What you need to do: Return only this: the line with "Mark the deep" and all the lines that follow it below, through the final one, exactly as they are.

Information given:
---+---

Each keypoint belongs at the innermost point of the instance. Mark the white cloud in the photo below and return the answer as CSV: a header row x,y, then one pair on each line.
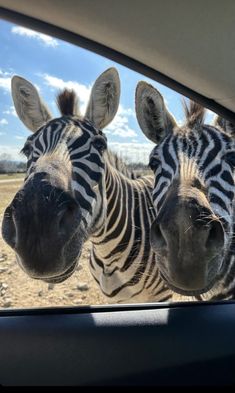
x,y
4,73
118,127
132,152
5,83
120,124
11,111
82,90
43,38
3,122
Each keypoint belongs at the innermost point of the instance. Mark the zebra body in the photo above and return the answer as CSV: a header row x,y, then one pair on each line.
x,y
76,190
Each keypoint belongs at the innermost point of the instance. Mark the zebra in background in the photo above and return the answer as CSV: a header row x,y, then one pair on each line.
x,y
75,189
193,196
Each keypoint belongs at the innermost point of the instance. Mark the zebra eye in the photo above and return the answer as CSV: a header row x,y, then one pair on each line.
x,y
154,163
100,143
26,150
230,158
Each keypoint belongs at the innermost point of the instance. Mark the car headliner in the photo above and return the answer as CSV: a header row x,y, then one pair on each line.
x,y
189,46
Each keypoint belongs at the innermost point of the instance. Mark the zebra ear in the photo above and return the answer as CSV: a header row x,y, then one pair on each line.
x,y
104,100
29,107
153,117
226,125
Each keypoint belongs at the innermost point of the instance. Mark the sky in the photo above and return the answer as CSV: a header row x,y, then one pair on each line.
x,y
51,64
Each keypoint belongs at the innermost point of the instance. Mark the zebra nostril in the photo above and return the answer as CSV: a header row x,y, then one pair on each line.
x,y
215,238
66,216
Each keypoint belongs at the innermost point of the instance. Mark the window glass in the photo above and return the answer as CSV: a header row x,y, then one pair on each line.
x,y
52,65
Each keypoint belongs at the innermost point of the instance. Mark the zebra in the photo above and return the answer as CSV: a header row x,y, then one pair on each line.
x,y
75,189
193,196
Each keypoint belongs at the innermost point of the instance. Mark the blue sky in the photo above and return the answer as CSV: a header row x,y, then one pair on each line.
x,y
52,64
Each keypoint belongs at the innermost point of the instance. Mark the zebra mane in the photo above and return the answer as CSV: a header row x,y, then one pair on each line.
x,y
194,113
119,164
67,102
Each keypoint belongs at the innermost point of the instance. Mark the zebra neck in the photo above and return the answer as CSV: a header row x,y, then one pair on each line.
x,y
126,220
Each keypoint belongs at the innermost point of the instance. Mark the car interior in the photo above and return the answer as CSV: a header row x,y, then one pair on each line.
x,y
189,47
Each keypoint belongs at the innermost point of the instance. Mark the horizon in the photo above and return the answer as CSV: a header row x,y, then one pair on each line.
x,y
51,64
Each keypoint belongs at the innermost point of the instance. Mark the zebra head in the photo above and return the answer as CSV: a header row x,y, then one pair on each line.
x,y
60,203
193,193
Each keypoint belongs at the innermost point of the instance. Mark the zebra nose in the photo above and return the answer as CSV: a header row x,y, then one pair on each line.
x,y
69,214
214,235
157,238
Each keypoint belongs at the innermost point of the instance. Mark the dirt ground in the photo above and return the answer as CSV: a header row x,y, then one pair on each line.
x,y
17,290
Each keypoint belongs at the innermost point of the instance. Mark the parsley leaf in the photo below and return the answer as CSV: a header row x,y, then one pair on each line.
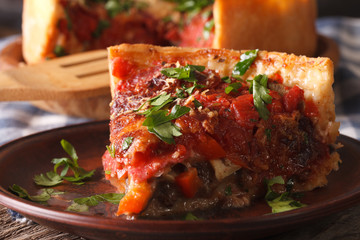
x,y
246,60
52,178
111,150
159,123
191,6
127,143
226,79
209,25
48,179
44,196
280,202
233,87
197,103
261,95
185,73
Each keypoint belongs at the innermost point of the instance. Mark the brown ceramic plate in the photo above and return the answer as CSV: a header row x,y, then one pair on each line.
x,y
21,159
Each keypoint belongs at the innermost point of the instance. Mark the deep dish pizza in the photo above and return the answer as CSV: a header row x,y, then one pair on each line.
x,y
198,129
55,28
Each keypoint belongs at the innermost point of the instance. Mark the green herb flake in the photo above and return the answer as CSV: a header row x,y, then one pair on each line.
x,y
245,62
261,95
186,73
48,179
159,123
197,103
52,178
191,6
226,79
280,202
233,87
75,207
111,149
127,143
209,26
44,196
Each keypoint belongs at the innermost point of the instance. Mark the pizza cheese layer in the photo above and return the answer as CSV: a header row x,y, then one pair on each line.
x,y
187,123
55,28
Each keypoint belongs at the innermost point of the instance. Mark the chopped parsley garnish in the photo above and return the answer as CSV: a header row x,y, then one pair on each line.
x,y
159,123
158,119
246,60
83,204
186,73
191,6
280,202
209,25
102,25
52,178
261,95
127,143
233,87
197,103
111,150
226,79
48,179
44,196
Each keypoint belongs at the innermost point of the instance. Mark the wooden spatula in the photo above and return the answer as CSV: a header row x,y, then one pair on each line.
x,y
76,76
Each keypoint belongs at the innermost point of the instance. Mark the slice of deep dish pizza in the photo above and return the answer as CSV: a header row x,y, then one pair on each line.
x,y
202,129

---+---

Full solution:
Each keypoint belongs at the innermost point of the instance. Mark the deep dish pizza in the photo above and return the answer as CSV: a header row x,y, then one pair on each line.
x,y
198,129
55,28
Each keypoint belongs at the innermost point of the instance. Mark the green herb flake in the photo above and return the answer as CSV: a header row x,y, then one pair on each line.
x,y
245,62
261,95
186,73
48,179
159,123
197,103
52,178
191,6
226,79
280,202
233,87
75,207
111,149
127,143
209,26
44,196
Each keypoint belongs at the innermost point of the instance. Mark the pizza cheese layer in the photo above and return the answer as CSV: a header row x,y, then one pair on each line.
x,y
187,123
55,28
Each keypoint belongs at the innermost point of the instance. Mark the chopped parsley garnish in the photo above and return the answer as CSV: a header row x,y, then one pair on each line.
x,y
159,123
158,119
246,60
83,204
186,73
191,6
280,202
209,25
102,25
52,178
261,95
127,143
233,87
197,103
111,150
226,79
48,179
44,196
Each keypoint belongs at the innermost point of the instance. Mark the wooden spatula in the photo above and return the answer as CSV: a header row x,y, then one pair on each line.
x,y
76,76
Each keypoint belongs at the innermost point of the instance. Mark the slice of deep dish pizza in the photo above and return the answer as CSV: a header row x,y, then one pair on each line.
x,y
202,129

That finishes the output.